JR East’s E5 trains are operated in 10-car formations, numbered 1 through 10 (with Car 1 at the end facing towards Tōkyō terminal). Cars 1 through 8 are Ordinary compartments fitted with a total of 658 seats, arranged 3+2 abreast. Car 10 is equipped with 18 Gran Class seats, installed in a far more comfortable 2+1 arrangement.

Car 9, which I used on this journey, is a Green Car equipped with a total of 55 seats, 2+2 abreast. Green Cars are the equivalent of First Class on most limited express and shinkansen services run by the JR Group, and are usually the highest class of service available. The recent introduction of Gran Class on E5 and H5 trains on the Tōhoku and Hokkaidō Shinkansen, as well as E7 and W7 trains on the Hokuriku Shinkansen, effectively created a “class above first”, akin to the super-premium cabins or enclosed “suites” offered by some full-service airlines.

Unfortunately, access to that premium cabin requires paying a premium price, and not even my Green JR Pass will cover anything beyond the base fare. No matter – the “regular” first class comfort offered by the Green Car should more than suffice for even the longest journeys.

To reiterate, the images shown in this section were snapped on E5 set U19 (which I travelled in on 05 October), not U10 (the train I used for the 01 October journey reviewed in this post). That said, the interiors of E5s are pretty much identical across the fleet: you’ve seen one, you’ve seen them all.

Listed records:
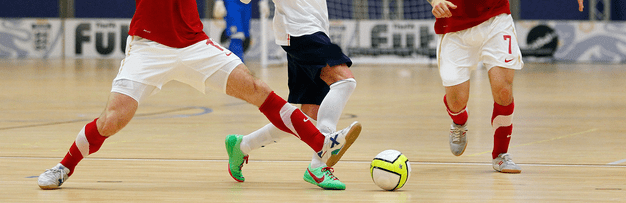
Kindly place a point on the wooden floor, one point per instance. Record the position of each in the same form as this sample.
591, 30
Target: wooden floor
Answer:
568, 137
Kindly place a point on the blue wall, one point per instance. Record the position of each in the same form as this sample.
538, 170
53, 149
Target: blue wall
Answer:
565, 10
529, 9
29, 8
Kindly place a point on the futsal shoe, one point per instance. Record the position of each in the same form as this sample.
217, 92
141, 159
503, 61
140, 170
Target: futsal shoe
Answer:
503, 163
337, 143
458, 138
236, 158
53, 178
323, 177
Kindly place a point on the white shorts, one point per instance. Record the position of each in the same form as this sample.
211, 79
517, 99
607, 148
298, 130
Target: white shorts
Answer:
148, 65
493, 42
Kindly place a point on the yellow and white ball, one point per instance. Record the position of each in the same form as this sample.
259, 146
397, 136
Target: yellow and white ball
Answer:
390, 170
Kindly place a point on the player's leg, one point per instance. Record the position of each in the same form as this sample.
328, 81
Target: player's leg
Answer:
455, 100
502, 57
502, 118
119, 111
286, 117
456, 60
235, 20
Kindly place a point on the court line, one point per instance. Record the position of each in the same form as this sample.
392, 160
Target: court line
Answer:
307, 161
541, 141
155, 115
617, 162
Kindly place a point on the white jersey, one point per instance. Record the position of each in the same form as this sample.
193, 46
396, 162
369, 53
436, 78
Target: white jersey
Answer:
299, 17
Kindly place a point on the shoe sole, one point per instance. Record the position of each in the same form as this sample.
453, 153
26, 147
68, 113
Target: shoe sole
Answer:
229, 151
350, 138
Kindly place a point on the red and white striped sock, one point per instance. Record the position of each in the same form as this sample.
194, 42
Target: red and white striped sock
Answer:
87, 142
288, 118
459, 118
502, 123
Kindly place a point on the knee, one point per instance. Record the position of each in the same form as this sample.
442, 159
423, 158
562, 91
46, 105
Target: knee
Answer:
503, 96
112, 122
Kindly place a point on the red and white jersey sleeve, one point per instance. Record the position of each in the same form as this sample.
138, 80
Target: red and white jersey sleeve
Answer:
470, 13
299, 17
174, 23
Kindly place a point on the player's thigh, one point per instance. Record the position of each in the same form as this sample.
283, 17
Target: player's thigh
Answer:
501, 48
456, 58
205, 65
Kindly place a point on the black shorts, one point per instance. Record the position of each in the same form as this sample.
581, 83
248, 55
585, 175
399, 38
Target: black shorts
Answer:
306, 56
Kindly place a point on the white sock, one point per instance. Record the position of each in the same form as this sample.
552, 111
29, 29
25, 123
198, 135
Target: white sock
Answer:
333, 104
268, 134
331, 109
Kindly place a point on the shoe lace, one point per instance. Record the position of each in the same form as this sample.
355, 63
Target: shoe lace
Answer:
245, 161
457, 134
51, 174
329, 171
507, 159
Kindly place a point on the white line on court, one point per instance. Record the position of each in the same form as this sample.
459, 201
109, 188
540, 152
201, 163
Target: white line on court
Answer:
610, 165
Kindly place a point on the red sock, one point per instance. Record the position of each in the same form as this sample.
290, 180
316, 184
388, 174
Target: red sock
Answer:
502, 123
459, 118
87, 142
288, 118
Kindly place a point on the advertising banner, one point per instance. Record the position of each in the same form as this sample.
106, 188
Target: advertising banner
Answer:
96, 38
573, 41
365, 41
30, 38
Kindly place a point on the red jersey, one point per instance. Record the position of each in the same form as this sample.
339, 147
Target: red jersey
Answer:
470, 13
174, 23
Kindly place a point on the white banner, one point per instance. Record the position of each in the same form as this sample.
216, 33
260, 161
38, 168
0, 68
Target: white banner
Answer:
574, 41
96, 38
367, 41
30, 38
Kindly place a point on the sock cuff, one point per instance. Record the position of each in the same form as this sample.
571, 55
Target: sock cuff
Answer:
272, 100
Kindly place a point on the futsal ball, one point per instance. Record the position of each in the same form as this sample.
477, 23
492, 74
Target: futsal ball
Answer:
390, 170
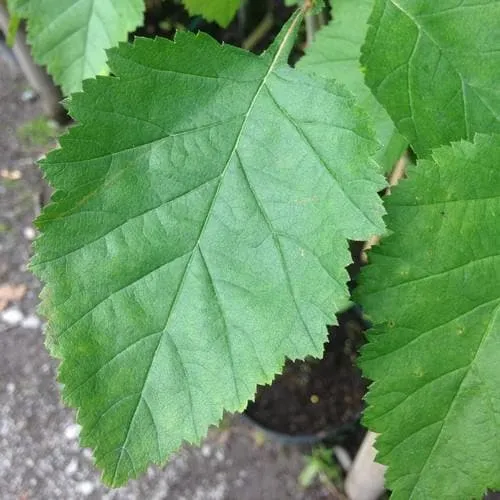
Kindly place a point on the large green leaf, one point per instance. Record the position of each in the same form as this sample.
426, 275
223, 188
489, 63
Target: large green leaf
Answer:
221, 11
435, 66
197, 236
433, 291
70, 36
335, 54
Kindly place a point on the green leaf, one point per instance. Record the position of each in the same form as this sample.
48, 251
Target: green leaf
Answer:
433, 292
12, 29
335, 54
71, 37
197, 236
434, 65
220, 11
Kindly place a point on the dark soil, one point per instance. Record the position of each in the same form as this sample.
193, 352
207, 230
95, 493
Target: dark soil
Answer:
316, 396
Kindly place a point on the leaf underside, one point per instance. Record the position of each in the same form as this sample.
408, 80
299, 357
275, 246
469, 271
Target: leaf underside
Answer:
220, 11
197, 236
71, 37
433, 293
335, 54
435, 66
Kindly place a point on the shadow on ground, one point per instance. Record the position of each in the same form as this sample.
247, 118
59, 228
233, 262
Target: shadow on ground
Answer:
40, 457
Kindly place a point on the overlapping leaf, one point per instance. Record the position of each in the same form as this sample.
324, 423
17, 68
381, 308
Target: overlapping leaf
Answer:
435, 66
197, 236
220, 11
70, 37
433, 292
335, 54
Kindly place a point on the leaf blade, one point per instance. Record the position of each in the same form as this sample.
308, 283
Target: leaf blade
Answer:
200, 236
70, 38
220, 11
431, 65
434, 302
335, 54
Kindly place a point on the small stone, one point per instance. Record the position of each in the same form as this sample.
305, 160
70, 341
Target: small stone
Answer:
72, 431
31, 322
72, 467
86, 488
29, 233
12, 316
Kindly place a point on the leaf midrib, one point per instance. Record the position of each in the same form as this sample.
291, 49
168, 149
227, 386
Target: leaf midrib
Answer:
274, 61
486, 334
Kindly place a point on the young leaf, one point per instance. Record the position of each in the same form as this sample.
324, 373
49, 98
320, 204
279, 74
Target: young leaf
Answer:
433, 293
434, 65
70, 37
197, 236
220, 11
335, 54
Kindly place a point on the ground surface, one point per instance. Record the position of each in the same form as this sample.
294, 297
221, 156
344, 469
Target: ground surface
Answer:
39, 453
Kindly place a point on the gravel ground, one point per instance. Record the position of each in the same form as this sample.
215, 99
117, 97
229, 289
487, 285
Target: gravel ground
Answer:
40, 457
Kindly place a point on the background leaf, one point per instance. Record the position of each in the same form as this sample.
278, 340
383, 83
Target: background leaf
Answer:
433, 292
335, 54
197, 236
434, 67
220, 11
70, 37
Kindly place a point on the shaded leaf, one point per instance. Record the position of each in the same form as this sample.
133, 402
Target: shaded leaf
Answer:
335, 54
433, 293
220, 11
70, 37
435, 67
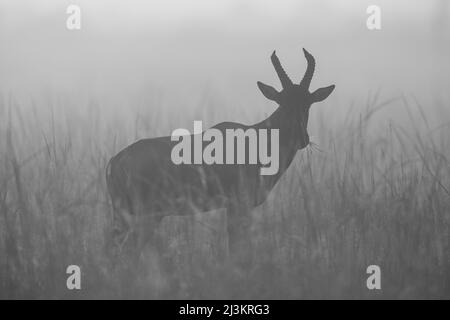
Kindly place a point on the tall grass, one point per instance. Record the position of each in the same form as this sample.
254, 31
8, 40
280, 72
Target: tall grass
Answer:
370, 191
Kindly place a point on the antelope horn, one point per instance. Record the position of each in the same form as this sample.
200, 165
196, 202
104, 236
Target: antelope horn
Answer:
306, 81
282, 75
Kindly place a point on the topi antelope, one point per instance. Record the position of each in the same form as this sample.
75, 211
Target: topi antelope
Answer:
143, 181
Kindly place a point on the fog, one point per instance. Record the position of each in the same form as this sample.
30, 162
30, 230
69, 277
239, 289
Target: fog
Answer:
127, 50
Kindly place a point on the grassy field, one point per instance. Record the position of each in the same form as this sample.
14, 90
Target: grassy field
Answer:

Task details:
Continue the account of the E5 shinkansen's car layout and Green Car, picking up right after its final sentence.

Answer to the problem:
The E5 (and related H5) Green Car seats are amongst the most comfortable I’ve used on the JR Group’s vast shinkansen network. The leg rests are of sufficient length to provide adequate support (for not-particularly-tall folk anyway) – unlike, say, the laughably short ones on the E6, which left my lower limbs feeling a bit less than cosy after a while. Combined with the right amount of recline, a perfectly adjusted E5/H5 Green Car seat has allowed me to relax quite well on many a long shinkansen journey … indeed, almost to the point where I couldn’t relax for fear of falling fast asleep and missing my stop.

Generous legroom, but no footrests. Folding cup holders next to the seat pockets, which contain a small selection of reading material (usually one or two magazines, a retail catalogue, and a buy-on-board menu). The folding tray table is of the standard shinkansen/aeroplane type, and the surface can slide back or forwards a few inches.

The seat controls – reading light, leg rest, and back recline – are built into the centre armrest, which is also equipped with two power outlets (AC 100V/2A/50HZ) designed to accommodate standard Japanese plugs (a pair of flat pins).

Here’s one of the lobby areas between compartments. There’s a fully-equipped toilet with button-operated door for those with special needs, as well as a normal facility for everyone else. Outside the toilet booths, there’s a washbasin with built-in soap dispenser, faucet, and hand dryer (all automated).

I think we’re all set for the journey as far as the hardware is concerned. Now then, let’s have a look at the…


Once upon a time, Green Car passengers travelling on the Tōhoku Shinkansen could look forward to a complimentary beverage. Those days are long gone – well, not all that long, I experienced it myself just a few years back – and the only free perks now offered on the Hayabusa are reserved for the Gran Class passengers up front.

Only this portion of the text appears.